→ Task brief
In the part of the entries that runs from their start through the line containing "Segment every instance of the tail", rename "tail feather" to "tail plume" and write out those lines again with nothing else altered.

→ Contour annotation entries
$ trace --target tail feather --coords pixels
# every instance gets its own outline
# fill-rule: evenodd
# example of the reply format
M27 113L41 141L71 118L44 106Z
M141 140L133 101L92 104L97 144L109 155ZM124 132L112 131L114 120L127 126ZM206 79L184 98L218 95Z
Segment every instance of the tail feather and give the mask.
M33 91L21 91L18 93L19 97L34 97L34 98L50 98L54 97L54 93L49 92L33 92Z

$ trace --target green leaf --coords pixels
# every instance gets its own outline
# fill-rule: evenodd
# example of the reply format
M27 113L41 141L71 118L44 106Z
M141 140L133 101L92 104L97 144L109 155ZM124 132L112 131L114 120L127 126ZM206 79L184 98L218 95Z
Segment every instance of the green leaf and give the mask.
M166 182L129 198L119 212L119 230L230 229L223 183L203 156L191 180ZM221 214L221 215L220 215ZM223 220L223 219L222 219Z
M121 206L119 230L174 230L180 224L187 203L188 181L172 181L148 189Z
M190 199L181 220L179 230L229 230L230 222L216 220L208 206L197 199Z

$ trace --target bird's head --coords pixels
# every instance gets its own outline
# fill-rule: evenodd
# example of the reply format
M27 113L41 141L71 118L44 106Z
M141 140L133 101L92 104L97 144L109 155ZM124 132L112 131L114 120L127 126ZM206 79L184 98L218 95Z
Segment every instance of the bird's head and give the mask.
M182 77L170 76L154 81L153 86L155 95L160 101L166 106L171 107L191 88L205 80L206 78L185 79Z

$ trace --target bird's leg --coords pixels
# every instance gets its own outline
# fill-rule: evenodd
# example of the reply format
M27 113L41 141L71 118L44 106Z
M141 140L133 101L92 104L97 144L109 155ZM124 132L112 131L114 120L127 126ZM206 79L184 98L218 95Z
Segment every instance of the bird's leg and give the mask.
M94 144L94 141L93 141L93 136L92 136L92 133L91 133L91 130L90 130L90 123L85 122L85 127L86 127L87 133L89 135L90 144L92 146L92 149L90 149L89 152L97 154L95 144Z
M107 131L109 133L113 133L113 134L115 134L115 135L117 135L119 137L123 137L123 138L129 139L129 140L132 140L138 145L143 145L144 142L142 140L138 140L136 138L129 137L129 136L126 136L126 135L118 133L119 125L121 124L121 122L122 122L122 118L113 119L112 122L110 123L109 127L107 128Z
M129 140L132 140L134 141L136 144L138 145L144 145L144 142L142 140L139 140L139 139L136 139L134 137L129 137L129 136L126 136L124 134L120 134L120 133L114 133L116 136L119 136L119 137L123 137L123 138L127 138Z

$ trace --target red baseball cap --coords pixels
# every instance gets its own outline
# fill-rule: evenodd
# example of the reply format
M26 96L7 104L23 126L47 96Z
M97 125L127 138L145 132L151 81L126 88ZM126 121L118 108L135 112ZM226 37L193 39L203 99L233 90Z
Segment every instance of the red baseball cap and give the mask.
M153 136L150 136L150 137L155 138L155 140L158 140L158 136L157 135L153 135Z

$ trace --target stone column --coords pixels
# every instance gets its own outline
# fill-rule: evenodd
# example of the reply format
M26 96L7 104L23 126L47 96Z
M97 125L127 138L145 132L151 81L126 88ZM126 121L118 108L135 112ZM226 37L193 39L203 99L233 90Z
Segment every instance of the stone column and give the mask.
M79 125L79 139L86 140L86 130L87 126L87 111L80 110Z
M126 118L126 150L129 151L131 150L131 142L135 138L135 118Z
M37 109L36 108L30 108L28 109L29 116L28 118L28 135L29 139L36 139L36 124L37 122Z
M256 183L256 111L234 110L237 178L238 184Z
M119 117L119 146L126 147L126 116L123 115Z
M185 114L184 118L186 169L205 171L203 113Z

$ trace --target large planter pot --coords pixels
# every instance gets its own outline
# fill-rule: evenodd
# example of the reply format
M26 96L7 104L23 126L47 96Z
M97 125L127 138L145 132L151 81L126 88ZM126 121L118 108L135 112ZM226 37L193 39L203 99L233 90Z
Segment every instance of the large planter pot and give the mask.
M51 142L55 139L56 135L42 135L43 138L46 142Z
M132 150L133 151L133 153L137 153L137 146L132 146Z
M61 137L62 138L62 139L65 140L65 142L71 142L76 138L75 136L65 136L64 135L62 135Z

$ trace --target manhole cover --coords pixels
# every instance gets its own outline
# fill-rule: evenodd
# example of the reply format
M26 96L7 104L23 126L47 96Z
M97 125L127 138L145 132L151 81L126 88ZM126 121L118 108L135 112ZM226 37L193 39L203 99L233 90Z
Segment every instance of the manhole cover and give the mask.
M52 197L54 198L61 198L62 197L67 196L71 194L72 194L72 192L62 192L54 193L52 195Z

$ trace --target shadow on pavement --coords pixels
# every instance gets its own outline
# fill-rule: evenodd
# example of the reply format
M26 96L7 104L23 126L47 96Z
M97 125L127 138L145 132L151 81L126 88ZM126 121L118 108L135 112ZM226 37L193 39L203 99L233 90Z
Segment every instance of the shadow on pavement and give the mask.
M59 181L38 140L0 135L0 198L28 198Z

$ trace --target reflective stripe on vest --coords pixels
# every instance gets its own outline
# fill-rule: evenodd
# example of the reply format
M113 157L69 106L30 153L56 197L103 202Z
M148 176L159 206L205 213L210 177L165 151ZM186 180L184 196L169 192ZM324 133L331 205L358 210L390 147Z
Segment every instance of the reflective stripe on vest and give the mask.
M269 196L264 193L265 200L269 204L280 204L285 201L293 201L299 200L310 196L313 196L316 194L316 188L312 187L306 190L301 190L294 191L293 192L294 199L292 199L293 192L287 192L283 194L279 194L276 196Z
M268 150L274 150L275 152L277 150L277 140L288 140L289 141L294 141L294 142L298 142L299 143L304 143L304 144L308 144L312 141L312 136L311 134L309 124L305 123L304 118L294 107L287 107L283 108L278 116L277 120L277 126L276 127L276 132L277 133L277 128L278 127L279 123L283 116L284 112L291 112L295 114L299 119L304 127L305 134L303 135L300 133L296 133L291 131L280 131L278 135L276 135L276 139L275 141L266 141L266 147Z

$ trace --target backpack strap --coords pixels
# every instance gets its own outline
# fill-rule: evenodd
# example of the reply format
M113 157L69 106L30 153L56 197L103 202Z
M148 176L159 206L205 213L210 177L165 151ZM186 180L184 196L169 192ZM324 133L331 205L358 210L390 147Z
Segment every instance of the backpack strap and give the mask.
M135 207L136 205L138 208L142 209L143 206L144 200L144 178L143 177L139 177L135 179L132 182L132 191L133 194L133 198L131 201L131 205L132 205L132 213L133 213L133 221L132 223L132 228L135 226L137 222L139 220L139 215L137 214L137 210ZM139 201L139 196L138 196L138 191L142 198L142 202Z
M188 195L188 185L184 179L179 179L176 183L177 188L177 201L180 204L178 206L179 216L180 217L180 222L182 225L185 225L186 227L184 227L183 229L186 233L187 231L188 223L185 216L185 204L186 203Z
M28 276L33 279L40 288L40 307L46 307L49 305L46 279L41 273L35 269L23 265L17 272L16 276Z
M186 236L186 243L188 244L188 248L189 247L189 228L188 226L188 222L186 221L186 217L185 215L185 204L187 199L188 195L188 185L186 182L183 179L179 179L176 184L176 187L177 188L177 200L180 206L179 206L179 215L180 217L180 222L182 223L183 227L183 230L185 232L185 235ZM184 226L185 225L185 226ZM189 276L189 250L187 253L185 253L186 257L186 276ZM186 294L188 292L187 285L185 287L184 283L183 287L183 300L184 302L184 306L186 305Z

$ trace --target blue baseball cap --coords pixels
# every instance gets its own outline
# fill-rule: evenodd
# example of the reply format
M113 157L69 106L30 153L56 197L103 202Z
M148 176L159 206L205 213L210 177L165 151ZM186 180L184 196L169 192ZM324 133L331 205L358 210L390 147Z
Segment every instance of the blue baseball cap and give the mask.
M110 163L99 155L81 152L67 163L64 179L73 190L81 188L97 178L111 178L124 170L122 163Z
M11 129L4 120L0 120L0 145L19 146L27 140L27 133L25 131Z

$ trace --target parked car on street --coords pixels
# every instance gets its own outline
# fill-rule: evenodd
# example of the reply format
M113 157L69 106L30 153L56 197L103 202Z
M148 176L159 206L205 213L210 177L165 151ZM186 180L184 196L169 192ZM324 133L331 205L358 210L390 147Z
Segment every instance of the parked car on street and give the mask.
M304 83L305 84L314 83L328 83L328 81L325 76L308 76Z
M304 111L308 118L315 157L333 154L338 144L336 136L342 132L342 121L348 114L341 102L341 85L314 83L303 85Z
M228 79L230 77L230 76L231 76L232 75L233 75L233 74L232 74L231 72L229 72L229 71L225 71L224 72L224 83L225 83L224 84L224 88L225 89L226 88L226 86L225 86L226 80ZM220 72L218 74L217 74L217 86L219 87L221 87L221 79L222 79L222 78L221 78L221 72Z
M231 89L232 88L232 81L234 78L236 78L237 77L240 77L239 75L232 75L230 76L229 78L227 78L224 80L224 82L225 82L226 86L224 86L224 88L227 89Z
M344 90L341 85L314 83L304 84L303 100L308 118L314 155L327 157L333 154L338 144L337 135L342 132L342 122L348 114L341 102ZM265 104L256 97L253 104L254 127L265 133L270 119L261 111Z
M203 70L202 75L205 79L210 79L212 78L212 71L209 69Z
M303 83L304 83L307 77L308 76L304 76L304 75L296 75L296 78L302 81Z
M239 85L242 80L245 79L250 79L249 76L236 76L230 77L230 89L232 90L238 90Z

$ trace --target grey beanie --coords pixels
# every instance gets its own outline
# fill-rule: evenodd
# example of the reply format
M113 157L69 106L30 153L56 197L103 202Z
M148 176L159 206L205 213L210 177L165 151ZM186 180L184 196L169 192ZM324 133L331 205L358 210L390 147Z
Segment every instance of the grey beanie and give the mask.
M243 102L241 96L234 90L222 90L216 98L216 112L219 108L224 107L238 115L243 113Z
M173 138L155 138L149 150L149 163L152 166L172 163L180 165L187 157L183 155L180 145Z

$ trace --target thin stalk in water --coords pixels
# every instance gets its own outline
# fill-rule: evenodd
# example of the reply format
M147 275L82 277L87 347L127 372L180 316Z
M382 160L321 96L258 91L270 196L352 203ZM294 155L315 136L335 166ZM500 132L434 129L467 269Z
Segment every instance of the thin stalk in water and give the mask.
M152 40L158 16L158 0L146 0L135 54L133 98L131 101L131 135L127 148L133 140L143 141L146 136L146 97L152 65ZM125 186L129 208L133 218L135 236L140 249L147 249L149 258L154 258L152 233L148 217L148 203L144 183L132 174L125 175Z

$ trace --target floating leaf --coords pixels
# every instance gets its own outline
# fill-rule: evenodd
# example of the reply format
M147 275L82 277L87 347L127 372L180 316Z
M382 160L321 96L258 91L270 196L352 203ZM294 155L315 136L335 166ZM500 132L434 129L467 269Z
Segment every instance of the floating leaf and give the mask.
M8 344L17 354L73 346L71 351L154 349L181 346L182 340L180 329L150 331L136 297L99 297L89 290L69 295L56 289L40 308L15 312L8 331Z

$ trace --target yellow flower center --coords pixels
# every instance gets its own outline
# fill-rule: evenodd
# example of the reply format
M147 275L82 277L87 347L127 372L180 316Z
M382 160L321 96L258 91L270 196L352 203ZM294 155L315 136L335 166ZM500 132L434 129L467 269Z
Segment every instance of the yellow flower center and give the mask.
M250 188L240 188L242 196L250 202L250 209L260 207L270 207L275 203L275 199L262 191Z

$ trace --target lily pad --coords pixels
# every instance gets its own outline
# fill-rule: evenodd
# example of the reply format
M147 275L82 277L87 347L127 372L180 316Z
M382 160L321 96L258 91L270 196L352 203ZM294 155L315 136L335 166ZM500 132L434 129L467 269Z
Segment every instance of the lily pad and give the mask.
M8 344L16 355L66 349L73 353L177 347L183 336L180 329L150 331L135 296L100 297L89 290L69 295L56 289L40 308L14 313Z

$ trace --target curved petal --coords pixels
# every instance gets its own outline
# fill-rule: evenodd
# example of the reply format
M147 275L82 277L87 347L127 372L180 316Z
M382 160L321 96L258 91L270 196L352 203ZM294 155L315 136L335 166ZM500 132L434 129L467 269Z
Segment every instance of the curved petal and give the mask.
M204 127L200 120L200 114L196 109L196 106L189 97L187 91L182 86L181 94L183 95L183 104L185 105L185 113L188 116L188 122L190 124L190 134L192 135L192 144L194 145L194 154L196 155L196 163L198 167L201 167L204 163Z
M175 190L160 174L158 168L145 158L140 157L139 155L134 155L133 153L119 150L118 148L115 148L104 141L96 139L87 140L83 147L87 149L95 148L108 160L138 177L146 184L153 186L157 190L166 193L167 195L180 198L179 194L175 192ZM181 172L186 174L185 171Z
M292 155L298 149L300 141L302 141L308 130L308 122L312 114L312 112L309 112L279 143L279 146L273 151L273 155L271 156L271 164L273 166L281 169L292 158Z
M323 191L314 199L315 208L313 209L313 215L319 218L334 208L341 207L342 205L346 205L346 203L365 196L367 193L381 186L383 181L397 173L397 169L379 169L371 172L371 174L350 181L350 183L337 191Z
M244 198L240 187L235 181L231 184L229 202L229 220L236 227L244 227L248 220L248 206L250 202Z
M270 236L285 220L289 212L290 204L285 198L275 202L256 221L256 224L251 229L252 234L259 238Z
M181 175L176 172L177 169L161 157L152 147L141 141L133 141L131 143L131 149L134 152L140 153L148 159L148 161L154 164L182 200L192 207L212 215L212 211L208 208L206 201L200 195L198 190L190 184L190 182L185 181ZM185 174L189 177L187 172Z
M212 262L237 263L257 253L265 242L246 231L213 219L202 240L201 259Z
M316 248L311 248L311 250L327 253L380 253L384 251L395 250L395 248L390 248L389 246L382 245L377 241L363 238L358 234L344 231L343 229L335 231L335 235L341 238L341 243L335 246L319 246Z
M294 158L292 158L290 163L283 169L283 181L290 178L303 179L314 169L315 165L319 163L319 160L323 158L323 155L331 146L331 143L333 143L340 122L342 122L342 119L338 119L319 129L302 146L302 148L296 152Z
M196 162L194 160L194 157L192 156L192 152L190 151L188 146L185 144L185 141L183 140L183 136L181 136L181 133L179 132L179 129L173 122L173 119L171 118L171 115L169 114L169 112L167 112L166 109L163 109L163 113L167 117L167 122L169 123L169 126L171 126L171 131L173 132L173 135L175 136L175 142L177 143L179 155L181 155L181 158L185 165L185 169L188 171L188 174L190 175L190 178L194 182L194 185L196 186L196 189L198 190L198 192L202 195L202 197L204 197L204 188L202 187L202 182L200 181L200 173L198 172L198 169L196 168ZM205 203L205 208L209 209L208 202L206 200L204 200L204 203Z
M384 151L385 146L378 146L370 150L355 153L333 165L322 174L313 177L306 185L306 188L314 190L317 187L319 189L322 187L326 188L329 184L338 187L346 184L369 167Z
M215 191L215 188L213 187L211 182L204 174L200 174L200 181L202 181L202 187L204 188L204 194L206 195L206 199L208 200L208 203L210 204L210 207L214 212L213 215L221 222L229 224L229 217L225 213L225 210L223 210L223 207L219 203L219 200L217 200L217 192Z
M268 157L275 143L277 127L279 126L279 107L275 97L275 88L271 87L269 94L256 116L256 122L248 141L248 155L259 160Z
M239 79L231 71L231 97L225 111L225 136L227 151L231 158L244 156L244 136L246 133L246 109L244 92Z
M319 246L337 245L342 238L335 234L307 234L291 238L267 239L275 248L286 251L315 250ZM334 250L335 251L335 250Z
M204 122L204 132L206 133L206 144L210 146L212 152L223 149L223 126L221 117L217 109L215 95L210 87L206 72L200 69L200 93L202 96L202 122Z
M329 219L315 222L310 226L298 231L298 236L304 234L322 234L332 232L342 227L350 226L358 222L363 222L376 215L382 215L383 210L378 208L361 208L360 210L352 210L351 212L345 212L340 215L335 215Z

→ Written answer
$ trace --target tail plume --coords pixels
# every instance gets its own outline
# fill-rule: evenodd
# example of the reply format
M27 113L41 141L71 118L44 106Z
M141 140L133 101L92 104L97 144L109 155ZM124 132L112 131L114 120L127 126ZM206 79L184 98L218 95Z
Segment every instance of the tail plume and give the mask.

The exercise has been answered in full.